Record excerpts:
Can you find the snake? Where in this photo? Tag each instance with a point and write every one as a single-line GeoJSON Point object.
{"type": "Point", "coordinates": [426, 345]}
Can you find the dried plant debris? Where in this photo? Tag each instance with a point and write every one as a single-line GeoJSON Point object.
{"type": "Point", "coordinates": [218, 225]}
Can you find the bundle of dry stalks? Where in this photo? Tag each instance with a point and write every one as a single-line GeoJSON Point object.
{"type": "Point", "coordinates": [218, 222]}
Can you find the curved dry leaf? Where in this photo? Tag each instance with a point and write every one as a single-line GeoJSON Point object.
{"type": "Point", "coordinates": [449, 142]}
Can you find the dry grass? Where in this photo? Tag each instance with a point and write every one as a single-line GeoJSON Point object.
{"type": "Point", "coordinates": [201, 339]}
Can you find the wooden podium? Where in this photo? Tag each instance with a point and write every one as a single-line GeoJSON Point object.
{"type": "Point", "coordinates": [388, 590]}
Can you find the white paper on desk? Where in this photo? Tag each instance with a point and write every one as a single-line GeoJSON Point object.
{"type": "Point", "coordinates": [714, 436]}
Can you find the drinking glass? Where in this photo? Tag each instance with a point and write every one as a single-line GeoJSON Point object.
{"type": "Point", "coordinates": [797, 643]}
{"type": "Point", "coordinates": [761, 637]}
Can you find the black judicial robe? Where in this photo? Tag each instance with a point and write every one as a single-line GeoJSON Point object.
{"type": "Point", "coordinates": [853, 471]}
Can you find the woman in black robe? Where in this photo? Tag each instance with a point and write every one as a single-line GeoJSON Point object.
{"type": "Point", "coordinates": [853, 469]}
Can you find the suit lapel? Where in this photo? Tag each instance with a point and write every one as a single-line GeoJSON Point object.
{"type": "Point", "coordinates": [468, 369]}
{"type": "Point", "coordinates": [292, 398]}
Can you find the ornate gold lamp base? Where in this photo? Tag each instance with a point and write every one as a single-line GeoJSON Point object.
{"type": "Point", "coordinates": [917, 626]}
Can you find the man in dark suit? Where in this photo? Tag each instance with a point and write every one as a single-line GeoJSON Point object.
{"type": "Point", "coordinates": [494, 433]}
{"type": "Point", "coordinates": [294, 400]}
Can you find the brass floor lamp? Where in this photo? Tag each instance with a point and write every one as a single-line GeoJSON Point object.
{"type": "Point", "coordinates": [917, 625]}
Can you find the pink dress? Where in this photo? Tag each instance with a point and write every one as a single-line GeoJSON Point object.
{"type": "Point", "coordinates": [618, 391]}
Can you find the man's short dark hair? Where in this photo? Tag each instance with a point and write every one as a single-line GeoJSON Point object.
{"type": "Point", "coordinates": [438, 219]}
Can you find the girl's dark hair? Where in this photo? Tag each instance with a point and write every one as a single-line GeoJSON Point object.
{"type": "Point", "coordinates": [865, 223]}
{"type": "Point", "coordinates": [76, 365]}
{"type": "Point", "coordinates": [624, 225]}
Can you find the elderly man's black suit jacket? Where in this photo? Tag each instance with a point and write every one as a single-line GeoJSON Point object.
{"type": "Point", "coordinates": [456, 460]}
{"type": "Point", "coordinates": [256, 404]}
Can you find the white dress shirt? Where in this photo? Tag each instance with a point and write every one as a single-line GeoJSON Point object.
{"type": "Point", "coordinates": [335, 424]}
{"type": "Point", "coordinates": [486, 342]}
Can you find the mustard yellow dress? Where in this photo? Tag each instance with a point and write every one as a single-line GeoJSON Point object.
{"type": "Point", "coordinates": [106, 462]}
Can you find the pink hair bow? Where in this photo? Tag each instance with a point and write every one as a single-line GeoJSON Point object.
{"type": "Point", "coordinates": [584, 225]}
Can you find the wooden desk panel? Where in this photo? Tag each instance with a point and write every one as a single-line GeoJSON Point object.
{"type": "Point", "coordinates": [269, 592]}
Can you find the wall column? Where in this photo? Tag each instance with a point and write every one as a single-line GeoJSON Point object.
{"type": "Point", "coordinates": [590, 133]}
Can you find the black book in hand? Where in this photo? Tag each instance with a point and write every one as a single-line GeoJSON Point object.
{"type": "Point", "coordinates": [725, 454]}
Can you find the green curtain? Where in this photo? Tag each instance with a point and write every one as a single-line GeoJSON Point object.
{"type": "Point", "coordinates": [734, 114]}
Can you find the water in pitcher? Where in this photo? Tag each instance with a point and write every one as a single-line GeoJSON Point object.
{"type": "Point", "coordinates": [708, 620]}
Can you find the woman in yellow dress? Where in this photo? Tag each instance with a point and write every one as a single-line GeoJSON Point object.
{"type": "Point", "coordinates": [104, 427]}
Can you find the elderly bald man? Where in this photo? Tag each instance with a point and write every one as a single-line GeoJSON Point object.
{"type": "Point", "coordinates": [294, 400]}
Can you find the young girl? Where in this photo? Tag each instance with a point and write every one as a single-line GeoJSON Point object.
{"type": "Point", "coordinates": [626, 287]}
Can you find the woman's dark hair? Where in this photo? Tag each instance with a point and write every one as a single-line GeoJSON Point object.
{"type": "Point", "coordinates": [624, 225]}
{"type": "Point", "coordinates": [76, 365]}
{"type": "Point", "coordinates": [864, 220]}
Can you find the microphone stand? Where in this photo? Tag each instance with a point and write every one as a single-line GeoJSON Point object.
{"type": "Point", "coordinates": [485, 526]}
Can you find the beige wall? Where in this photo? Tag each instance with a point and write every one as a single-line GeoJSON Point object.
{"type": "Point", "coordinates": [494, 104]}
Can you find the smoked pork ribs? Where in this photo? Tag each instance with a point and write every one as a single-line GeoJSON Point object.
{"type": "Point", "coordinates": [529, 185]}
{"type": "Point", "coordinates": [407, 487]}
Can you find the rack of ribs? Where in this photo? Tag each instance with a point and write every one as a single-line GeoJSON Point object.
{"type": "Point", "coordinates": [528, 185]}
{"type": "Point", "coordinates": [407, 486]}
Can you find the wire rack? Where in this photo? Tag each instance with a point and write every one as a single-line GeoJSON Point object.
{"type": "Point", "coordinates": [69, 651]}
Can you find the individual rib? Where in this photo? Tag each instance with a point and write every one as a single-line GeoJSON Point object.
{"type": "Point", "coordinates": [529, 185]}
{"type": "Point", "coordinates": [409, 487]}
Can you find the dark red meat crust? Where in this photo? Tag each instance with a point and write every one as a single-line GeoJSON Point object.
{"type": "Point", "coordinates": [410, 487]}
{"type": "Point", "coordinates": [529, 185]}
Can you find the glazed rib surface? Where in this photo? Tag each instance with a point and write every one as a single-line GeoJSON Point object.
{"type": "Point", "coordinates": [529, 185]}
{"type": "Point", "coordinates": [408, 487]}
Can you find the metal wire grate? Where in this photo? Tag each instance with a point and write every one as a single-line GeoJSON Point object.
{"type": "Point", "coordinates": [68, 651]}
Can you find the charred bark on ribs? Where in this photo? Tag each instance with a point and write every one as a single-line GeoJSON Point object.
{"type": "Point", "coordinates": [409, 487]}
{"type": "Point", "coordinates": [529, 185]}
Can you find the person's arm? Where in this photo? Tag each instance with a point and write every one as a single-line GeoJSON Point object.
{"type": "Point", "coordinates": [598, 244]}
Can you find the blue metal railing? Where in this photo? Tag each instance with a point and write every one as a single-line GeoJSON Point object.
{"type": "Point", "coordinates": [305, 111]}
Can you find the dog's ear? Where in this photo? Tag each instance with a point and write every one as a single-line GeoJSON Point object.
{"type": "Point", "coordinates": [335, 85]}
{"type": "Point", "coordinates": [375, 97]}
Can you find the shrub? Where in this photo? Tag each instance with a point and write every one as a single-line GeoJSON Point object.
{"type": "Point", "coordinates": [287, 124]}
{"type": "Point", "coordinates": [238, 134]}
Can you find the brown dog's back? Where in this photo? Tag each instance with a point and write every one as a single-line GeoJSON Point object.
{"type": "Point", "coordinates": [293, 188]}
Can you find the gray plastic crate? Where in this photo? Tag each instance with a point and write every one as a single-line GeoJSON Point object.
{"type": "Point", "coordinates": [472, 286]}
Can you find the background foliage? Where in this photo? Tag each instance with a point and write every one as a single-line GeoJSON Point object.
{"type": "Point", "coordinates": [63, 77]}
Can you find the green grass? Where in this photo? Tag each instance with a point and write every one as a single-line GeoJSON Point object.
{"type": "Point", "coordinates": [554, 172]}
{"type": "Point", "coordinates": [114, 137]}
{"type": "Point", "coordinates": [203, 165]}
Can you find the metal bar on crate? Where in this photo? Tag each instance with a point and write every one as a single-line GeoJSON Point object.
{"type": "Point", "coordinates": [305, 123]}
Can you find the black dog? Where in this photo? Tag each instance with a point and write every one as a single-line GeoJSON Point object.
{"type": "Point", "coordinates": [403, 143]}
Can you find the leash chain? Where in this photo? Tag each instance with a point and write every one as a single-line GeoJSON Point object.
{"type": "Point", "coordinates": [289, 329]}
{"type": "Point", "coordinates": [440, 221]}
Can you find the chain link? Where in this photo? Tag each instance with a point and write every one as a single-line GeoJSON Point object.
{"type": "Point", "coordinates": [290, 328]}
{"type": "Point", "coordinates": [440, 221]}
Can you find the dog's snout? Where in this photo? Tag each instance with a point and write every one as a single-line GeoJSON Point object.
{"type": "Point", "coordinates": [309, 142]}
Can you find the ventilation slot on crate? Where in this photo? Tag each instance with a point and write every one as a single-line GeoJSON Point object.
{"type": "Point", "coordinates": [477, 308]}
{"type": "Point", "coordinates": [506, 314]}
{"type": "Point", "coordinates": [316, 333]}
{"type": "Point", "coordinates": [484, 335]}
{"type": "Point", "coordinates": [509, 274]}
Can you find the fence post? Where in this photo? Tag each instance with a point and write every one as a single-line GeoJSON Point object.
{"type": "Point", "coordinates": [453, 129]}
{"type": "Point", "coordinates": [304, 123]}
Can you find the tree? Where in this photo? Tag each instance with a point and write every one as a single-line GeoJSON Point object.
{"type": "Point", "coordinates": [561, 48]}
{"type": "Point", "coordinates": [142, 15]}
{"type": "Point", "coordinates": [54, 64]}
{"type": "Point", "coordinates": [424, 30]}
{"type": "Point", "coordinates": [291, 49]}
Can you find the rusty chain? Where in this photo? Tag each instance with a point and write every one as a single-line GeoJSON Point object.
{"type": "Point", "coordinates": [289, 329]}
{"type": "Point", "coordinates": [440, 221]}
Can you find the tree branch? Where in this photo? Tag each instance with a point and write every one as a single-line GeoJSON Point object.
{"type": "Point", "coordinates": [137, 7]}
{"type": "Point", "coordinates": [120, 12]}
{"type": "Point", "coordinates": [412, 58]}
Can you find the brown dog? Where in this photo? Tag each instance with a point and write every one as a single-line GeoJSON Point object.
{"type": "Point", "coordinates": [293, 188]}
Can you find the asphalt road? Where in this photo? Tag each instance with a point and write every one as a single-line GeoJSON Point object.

Goal:
All lines from the one with "Can you find the rusty" through the final line above are to be quoted exactly; quote no other line.

Correct answer:
Can you find the rusty chain? Where in this photo? Tag each instance with a point and write every one as a single-line GeoJSON Point object.
{"type": "Point", "coordinates": [289, 329]}
{"type": "Point", "coordinates": [440, 221]}
Can you find the tree branch? Where in this photo? Tag each instance with a point and write every one as a single-line GeoJSON Point object.
{"type": "Point", "coordinates": [137, 7]}
{"type": "Point", "coordinates": [120, 12]}
{"type": "Point", "coordinates": [412, 58]}
Can you find the brown dog? Where in this photo? Tag each instance with a point and write every one as a single-line GeoJSON Point object.
{"type": "Point", "coordinates": [293, 188]}
Can you find the asphalt road? Where in this photo? Tag each instance with a point and write every one as a single-line GeoJSON Point object.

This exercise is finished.